*TEXTAUSZUG*
%%

Diese über mehrere Jahrzehnte nachvollziehbare Korrelation verdeutlicht die signifikante Einflussnahme politischer Ideologien auf die Bildungspolitik. Die Studie konzentriert sich auf den Zeitraum von 1949 bis 2019 (mit Schwerpunkt auf die 1970er bis zu den 1990er Jahre) und bietet eine detaillierte Analyse der Bildungspolitik in verschiedenen deutschen Bundesländern.
Hauptergebnisse der Studie
Die Autoren der Studie arbeiten heraus, dass die Zusammensetzung der Landesregierungen einen erheblichen Einfluss auf die Ausgestaltung des Politikunterrichts hatte. Insbesondere in SPD-regierten Ländern wurde der politischen Bildung mehr Zeit im Lehrplan eingeräumt als in CDU-regierten Ländern.
Dies deutet darauf hin, dass Linksregierungen tendenziell eine intensivere Auseinandersetzung mit politischen Themen in der schulischen Bildung fördern, während konservative Regierungen diesem Thema weniger Bedeutung beimessen.
Ein weiterer bemerkenswerter Befund ist die unterschiedliche Verteilung der politischen Bildung auf die verschiedenen Schultypen. Nicht-gymnasiale Schulen erhalten häufiger mehr Politikunterricht als Gymnasien.
Dies könnte darauf hindeuten, dass in diesen Schulformen ein stärkerer Bedarf an politischer Bildung gesehen wurde, möglicherweise um soziale Ungleichheiten auszugleichen oder um Schüler*innen ohne akademischen Hintergrund besser auf politische Partizipation vorzubereiten.
Regionale Disparitäten des Politikunterrichts
Die vorgelegten Analysen zeigen einen deutlichen Bedeutungszuwachs des Politikunterrichts seit den 1970er Jahren, der sich in einer annähernden Verdoppelung der Unterrichtszeit in diesem Fach in allen Bundesländern und Schulformen bis in die 1990er Jahre manifestiert.
Dabei werden erhebliche regionale Unterschiede deutlich. Ein markantes Beispiel ist Nordrhein-Westfalen, wo das Fach Politik um die Jahrtausendwende mit 7 Wochenstunden unterrichtet wurde, was einer durchschnittlichen wöchentlichen Unterrichtszeit von etwa 1,2 Stunden pro Schuljahr entspricht. In Bayern und Sachsen betrug die Unterrichtszeit im gleichen Zeitraum dagegen nur 2 Wochenstunden, was etwa 0,3 Stunden pro Schuljahr entspricht.

%%

*ENTNOMMENE EINTRÄGE*

%%

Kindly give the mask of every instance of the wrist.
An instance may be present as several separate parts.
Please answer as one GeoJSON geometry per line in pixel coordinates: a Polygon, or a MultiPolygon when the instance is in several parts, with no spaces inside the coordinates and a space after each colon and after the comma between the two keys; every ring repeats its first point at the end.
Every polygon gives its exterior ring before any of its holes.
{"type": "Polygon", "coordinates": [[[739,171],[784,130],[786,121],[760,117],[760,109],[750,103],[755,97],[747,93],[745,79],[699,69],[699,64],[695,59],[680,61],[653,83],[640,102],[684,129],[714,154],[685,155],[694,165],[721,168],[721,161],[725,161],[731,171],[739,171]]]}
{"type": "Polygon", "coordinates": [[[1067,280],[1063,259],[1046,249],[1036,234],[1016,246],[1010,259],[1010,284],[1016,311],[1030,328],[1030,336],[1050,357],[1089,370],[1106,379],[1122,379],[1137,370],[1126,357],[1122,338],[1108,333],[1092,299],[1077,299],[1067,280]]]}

%%

*WAS ZU TUN IST*
Setze den Textauszug über den Politikunterricht in den deutschen Bundesländern nach seinem letzten Satz fort. Das Material hat mit dem Textauszug nichts zu tun.

*LÖSUNG DER AUFGABE*
Auch in der jüngeren Vergangenheit sind weiterhin länderspezifische Entwicklungen im Politikunterricht zu beobachten. So wurde in Hessen die wöchentliche Unterrichtszeit seit den 1990er Jahren bis in die 2010er Jahre hinein drastisch von 7 auf 3 Wochenstunden reduziert. Demgegenüber verzeichnete Schleswig-Holstein im gleichen Zeitraum einen deutlichen Anstieg der Wochenstundenzahl im Fach Politik von rund einer auf knapp fünf Wochenstunden.
Methodik und Analyse
Die Untersuchung nutzt umfangreiche Daten aus verschiedenen Bundesländern und Schulformen, um eine solide Basis für ihre Schlussfolgerungen zu schaffen. Der methodische Ansatz ist überzeugend, da er sowohl historische als auch politische Aspekte berücksichtigt, um den Einfluss der Landesregierungen auf die Bildungspolitik zu bewerten.
Die Ergebnisse bieten wertvolle Einblicke in historische Zusammenhänge und legen nahe, dass politische Bildung stark von den jeweils herrschenden politischen Kräften beeinflusst wird.
Bedeutung und Implikationen
Die Studie hat wichtige Implikationen für die aktuelle Bildungspolitik. Sie zeigt, wie stark politische Ideologien in die Ausgestaltung von Lehrplänen eingreifen und welche langfristigen Auswirkungen dies auf die politische Bildung von Schüler*innen haben kann.
Angesichts der zunehmenden politischen Polarisierung und der wachsenden Bedeutung von Medienkompetenz und politischem Bewusstsein in der heutigen Gesellschaft ist dieser Befund von besonderer Relevanz.
Die Ergebnisse legen nahe, dass eine ausgewogene und umfassende politische Bildung in allen Schulformen notwendig ist, um sicherzustellen, dass alle Schüler*innen die gleichen Chancen auf politische Teilhabe und Bildung erhalten.
Dies könnte auch als Grundlage für zukünftige politische Diskussionen und Reformen dienen, um politische Bildung unabhängig von Regierungswechseln zu gestalten und zu stärken.
Zusammenfassung
Die Studie des LIfBi ist ein wichtiger Beitrag zur Bildungsforschung und bietet interessante Einblicke in den Zusammenhang von politischer Führung und Bildungspolitik.
Sie zeigt auf, wie eng politische Ideologien und die Gestaltung von Lehrplänen miteinander verwoben sind und wie diese Dynamik Schüler*innen über Jahrzehnte beeinflusst hat. Angesichts der Bedeutung politischer Bildung in der Gegenwartt liefern die Ergebnisse wertvolle Impulse für zukünftige Bildungsreformen.
Hintergrund
Die Studie geht zurück auf das von der Leibniz-Gemeinschaft geförderten und am ifo-Institut sowie am Wissenschaftszentrum Berlin für Sozialforschung (WZB) angesiedelte Projekt »Effizienz und Chancengleichheit in der Bildung: Quasi-experimentelle Evidenz von Schulreformen der Bundesländer (EffEE)« (Projektzeitraum: 2019 bis 2022).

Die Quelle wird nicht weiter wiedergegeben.